Texting: The Preferred Communication Of Liars

You can take two important things from a recent study on honesty in communications. One, you really are more likely to lie in a text and two, that person you lied to is going to be incredibly pissed t...
Texting: The Preferred Communication Of Liars
Written by Josh Wolford

You can take two important things from a recent study on honesty in communications. One, you really are more likely to lie in a text and two, that person you lied to is going to be incredibly pissed that you did it in a text.

In a study yet to be published in the Journal of Business Ethics, researchers found that people are much more likely to lie if they are behind the text wall as opposed to communicating face-to-face or even talking on the phone.

Here’s how the research was conducted:

140 students were gathered to interact in a sort of role-playing game that put them in a situation where lying would prove fortuitous. One student was given the role of a stockbroker and the other student played the prospective stock buyer. The stockbrokers were told that the stock they were trying to sell would depreciate in value 50% in the next week. They then “gave the stockbroker a financial incentive to sell as much of the bad stock to the buyer as possible,” says the LA Times.

What they found shouldn’t come as a massive shock to anyone. The stockbrokers were more likely to lie or “engage in duplicitous behavior” if they talked about the sale via text message, as opposed to other more personal methods of conversation.

- TASK A -
According to the article on lying in text messages, how many students took part in the role-playing study?
- TASK B -
Translate this sentence from the article on lying in text messages into Spanish: "One student was given the role of a stockbroker and the other student played the prospective stock buyer."
- TASK C -
Reproduce everything in the article on lying in text messages from "140 students were" down to "methods of conversation.".

- DATA PROVIDED -
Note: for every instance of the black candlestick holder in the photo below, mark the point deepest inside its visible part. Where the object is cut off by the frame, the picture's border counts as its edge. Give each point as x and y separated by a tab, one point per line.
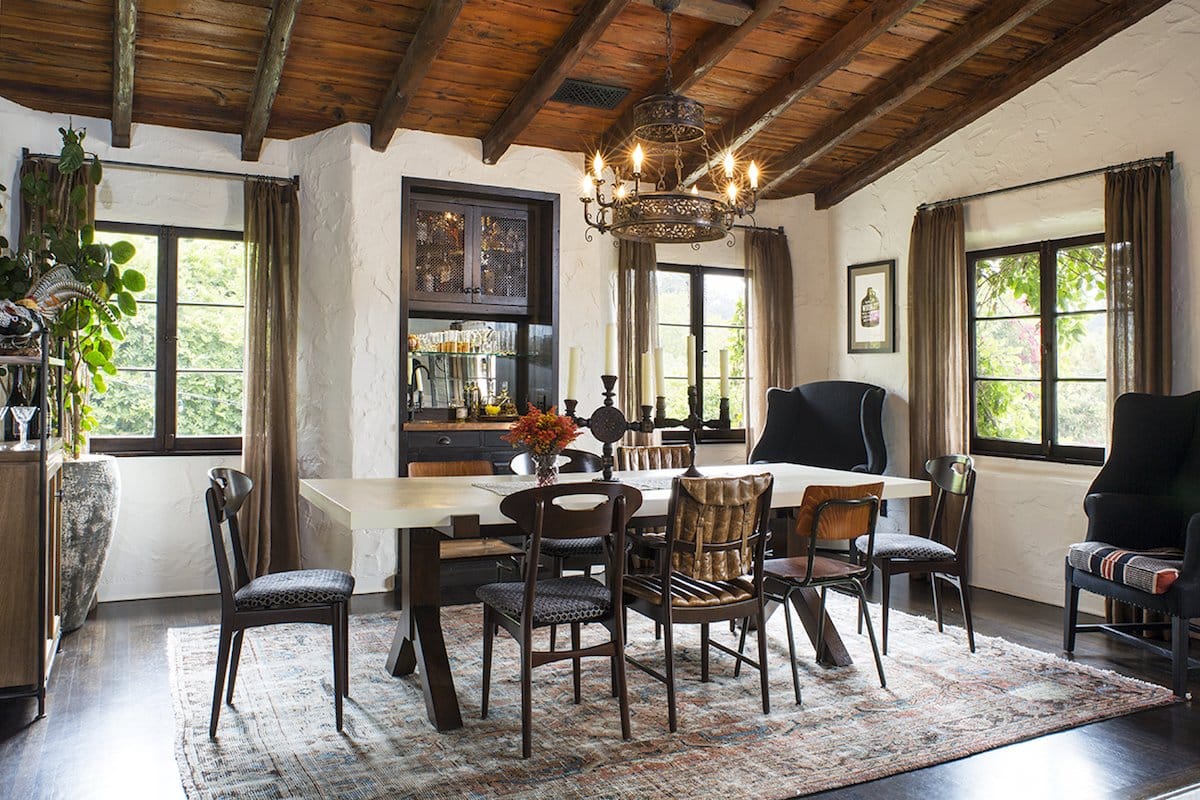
694	422
609	423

- WRITTEN SOLUTION A -
140 students

- WRITTEN SOLUTION B -
A un estudiante se le asignó el papel de corredor de bolsa y el otro estudiante hizo de posible comprador de acciones.

- WRITTEN SOLUTION C -
140 students were gathered to interact in a sort of role-playing game that put them in a situation where lying would prove fortuitous. One student was given the role of a stockbroker and the other student played the prospective stock buyer. The stockbrokers were told that the stock they were trying to sell would depreciate in value 50% in the next week. They then “gave the stockbroker a financial incentive to sell as much of the bad stock to the buyer as possible,” says the LA Times.

What they found shouldn’t come as a massive shock to anyone. The stockbrokers were more likely to lie or “engage in duplicitous behavior” if they talked about the sale via text message, as opposed to other more personal methods of conversation.